#### [QUÉ DEBES HACER]
Responde según el texto sobre los debates presidenciales:
(a) ¿Cuántos estadounidenses ya han mandado su voto por correo, según las últimas noticias?
(b) ¿Qué fecha se menciona para votar?
(c) ¿Quién ganó el primer debate frente a Biden?

#### [TEXTO MOSTRADO]
Según las últimas noticias, más de 13 millones de estadounidenses ya han mandado su voto por correo. Es posible que muchos de esos votos no sirvan, al menos para el republicanismo, y que sean cuestionados e incluso, quién sabe, llevada su validez ante Tribunal Supremo. Nada mejor que tener asegurada una mayoría conservadora en el Alto Tribunal para que se echen para atrás… Si París bien valió una misa, la presidencia de Estados Unidos también vale una elección exprés (a estas alturas, ¡a quién le importa el consenso bipartidista!). A lo que iba con el voto por correo, tras mi digresión sobre Amy Coney Barrett, es que esos estadounidenses, muchos de ellos seguro que son soldados acuartelados fuera del país (y republicanos la mayoría), probablemente no estén interesados en el segundo debate presidencial. Su voto ya no lo pueden cambiar. Como tampoco parece probable que tras el fallido primer debate –si hay estados fallidos, también hay debates fallidos– muchos americanos que tengan pensado votar el 3 de noviembre hayan decidido cambiar su voto. Cada vez queda menos para el desenlace de estas elecciones, y parece ser que lo de debatir no inclinará la balanza hacia uno u otro candidato.
Ya dije en 2016 en otro Diálogo Atlántico, cuando la superpreparada Hillary Clinton se enfrentaba al esperpéntico y sin ninguna posibilidad de triunfo Donald Trump que, descendiendo al fango, al lodazal dialéctico, era infinitamente mejor que Clinton. Y afirmé esto, a sabiendas de que la templada Hillary hizo frente a The Donald durante los tres asaltos en los que se midieron. Pero en el barro, Donald es el mejor. Y, si en aquellas elecciones, Trump se merendó a Hillary en los debates, precisamente porque triunfó su estrategia de que no hubiera debate, lo que vimos en el primer encuentro contra Biden, simplemente nos devolvió a un déjà vu televisivo de hace cuatro años: un desafortunado Biden, imposibilitado pese a todo el entrenamiento y empeño que puso en evitar no poder comunicar su mensaje, y un Trump pletórico que desdibujó todo atisbo de raciocinio político. Donald ganó el primer debate y, sin que vaya a haberlo, también ha ganado el segundo. Sin debate, Trump siempre gana.

#### [Datos de señalización de regiones]
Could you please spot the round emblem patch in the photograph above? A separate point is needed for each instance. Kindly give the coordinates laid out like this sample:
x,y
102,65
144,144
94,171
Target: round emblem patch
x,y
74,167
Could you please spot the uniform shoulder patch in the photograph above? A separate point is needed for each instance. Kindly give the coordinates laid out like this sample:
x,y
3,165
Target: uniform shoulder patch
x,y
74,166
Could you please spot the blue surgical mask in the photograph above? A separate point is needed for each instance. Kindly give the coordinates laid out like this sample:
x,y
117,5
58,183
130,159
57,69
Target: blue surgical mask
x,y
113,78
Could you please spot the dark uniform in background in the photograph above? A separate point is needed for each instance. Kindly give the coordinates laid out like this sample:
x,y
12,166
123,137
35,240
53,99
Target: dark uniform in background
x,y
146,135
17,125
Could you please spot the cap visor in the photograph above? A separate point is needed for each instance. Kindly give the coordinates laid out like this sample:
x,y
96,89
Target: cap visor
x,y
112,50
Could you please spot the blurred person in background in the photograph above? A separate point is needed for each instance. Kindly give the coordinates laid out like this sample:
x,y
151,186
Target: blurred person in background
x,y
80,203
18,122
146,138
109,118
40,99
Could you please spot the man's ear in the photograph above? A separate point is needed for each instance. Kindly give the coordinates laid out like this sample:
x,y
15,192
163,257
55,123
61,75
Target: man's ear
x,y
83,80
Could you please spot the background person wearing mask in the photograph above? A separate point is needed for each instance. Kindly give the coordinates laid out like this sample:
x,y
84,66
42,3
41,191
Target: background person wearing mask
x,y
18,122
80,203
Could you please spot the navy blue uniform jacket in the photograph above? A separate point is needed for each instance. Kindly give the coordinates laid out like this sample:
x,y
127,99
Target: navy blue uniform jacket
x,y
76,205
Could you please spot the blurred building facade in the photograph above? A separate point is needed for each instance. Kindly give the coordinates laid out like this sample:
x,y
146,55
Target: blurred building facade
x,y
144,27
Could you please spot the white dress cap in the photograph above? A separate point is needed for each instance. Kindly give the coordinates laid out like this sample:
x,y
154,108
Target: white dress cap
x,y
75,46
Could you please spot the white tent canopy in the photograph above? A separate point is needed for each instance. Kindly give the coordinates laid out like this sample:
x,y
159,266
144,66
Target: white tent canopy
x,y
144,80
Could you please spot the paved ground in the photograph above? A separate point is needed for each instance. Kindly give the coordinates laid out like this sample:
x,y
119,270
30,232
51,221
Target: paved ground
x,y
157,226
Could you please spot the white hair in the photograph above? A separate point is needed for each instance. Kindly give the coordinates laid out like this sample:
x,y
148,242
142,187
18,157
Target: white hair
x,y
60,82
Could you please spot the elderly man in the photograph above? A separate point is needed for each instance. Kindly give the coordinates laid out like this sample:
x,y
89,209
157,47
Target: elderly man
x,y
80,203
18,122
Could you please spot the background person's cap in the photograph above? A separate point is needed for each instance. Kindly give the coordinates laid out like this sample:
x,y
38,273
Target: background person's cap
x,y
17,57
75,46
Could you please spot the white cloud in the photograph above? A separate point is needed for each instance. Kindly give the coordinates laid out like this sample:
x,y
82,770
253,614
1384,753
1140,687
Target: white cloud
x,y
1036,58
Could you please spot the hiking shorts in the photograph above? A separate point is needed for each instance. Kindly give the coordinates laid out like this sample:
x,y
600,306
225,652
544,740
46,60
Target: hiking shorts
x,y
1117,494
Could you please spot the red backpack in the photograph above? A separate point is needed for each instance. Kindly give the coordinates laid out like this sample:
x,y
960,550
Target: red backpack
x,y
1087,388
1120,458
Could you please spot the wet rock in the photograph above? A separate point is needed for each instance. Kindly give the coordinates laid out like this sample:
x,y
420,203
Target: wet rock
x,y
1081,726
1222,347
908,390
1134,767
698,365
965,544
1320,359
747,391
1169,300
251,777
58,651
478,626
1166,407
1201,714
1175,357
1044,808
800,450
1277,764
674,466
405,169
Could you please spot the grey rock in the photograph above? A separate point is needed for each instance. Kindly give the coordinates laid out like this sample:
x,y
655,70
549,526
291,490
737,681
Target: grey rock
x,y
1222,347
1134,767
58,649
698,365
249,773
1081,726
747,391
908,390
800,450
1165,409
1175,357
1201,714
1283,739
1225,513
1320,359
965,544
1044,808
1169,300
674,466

#### [SOLUCIÓN DE LA TAREA]
(a) Más de 13 millones.
(b) El 3 de noviembre.
(c) Donald Trump.